___ EXCERTO PARA LEITURA ___
A culpa, no extremo, até pode não ser da autora. A preocupação de escrever com a frase curta, tão típica da literatura anglófona, pode estar na origem. Essa preocupação também é visível nos contos de Afonso Cruz, Roberto Mendes ou Joel Puga, mas nestes casos sem que a minha sensibilidade de leitor saia afectada.
Ao nível de outros contos, "Vermelho" (Regina Catarino) está muito bem escolhido como conto de encerramento para a colectânea. Uma ideia de tremenda simplicidade, executada de igual forma e que deixa no leitor uma sensação de uau. Ao nível de trabalho editorial, de resto, apenas duas notas: o conto de Afonso Cruz pode ser muito bem executado, mas requer uma segunda leitura. Para conto de abertura fica um bocado pesado e penso que o próprio conto ganhava em estar enquadrado por contos do gabarito dos de Luís Filipe Silva ("A queda de Roma, antes da telenovela") e João Ventura ("Eternidade"), duas das mais fortes entradas da colectânea. A separação destes dois teria um efeito benéfico nas restantes entradas, trazendo maior homogeneidade ao nível dos contos. Porque estes podem fazer os outros empalidecer! Nos outros contos, é bem visível a linha que vai d' "A Máquina" (Álvaro Sousa Holstein) até a "A Sala" (Marcelina Gama Leandro). A semelhança de temática e cenário é tal, que podemos perfeitamente imaginar a máquina dentro da sala! Sai por cima, quando comparados, o sentimento de folia da divisão contra o saudosismo vagaroso do objecto.
___ LISTA DE REGISTOS ___
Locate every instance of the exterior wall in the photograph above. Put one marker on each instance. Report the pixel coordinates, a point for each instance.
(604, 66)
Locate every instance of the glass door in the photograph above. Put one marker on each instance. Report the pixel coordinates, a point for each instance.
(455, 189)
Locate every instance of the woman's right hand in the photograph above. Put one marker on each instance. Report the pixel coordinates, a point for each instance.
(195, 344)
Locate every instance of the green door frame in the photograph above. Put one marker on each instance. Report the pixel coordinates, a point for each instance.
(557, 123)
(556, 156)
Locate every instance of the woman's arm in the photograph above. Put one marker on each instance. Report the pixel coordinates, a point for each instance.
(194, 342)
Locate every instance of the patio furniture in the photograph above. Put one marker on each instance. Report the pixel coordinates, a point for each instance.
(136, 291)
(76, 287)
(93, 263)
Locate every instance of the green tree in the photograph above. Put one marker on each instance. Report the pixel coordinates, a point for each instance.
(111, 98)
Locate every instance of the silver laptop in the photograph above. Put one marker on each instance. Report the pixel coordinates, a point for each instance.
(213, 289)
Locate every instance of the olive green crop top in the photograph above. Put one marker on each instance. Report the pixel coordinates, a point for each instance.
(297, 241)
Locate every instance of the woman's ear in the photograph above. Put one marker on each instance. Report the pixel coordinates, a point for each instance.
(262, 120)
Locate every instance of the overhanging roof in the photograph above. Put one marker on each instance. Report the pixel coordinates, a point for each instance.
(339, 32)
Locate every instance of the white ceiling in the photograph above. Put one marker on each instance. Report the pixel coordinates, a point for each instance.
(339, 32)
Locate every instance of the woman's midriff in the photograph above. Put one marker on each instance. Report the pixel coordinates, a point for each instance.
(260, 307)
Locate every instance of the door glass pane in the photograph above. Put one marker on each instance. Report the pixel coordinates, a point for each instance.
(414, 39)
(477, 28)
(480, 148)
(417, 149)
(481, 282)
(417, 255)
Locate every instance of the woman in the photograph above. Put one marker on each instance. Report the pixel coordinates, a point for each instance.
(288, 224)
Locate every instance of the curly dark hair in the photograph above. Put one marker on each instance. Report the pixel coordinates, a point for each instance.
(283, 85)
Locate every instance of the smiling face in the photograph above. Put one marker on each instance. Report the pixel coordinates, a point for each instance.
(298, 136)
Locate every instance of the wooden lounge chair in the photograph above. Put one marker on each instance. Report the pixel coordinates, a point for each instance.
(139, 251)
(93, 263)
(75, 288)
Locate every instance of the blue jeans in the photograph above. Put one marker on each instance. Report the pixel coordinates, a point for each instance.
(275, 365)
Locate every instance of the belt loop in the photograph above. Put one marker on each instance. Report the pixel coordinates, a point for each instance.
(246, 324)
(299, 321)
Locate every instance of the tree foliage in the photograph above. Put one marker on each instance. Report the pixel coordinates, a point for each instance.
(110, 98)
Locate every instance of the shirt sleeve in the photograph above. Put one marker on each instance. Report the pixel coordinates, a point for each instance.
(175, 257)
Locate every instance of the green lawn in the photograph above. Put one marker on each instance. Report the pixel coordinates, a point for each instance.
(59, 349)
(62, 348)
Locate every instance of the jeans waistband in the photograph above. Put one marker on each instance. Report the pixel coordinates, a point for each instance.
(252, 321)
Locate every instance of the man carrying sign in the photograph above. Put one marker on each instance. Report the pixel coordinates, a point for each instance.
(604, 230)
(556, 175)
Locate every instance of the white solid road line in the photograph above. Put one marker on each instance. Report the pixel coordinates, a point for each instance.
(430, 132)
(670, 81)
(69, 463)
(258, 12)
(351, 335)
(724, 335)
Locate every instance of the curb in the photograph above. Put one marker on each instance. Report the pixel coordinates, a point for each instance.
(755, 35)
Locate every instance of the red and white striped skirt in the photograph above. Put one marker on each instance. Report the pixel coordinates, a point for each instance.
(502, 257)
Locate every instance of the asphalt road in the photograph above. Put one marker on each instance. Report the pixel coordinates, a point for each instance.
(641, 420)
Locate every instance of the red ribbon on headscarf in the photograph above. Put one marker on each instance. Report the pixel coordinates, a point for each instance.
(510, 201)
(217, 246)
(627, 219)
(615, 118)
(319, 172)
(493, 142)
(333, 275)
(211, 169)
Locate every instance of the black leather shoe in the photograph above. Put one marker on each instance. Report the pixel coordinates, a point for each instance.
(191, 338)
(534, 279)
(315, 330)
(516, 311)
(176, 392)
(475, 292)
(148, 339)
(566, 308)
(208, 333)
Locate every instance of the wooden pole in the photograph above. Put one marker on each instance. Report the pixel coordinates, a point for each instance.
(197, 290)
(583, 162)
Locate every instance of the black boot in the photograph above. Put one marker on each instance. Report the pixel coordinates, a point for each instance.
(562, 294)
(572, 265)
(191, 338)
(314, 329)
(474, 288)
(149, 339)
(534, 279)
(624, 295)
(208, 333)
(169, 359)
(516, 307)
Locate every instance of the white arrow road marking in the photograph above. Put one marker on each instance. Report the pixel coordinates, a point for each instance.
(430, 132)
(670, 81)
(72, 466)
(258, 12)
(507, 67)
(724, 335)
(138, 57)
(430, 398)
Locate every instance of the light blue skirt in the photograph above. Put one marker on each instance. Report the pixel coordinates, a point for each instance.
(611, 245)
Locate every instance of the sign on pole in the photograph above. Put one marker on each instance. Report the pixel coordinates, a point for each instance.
___
* [TAREFAS ESCRITAS]:
- a) Segundo o excerto, que conto foi escolhido para encerrar a colectânea?
- b) Reescreva o trecho do excerto que começa em "A culpa, no" e segue até "leitor saia afectada.", trocando "frase curta" por "frase breve".
Responda apenas com base no excerto.

* [RESPOSTAS POR TAREFA]:
- a) "Vermelho", de Regina Catarino.

- b)
A culpa, no extremo, até pode não ser da autora. A preocupação de escrever com a frase breve, tão típica da literatura anglófona, pode estar na origem. Essa preocupação também é visível nos contos de Afonso Cruz, Roberto Mendes ou Joel Puga, mas nestes casos sem que a minha sensibilidade de leitor saia afectada.